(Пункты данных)
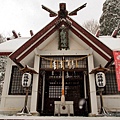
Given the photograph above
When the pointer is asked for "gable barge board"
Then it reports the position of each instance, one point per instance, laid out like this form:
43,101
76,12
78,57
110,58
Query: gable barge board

> Задание:
Воспроизведите все пункты выше строка за строкой без каких-либо изменений. Изображения в ответ не включайте.

> Ответ к заданию:
Given the photograph above
When the pointer is asked for "gable barge board"
Then it reports the position of each instance, one point per instance, laid out like this form:
43,101
76,12
78,57
110,58
Query: gable barge board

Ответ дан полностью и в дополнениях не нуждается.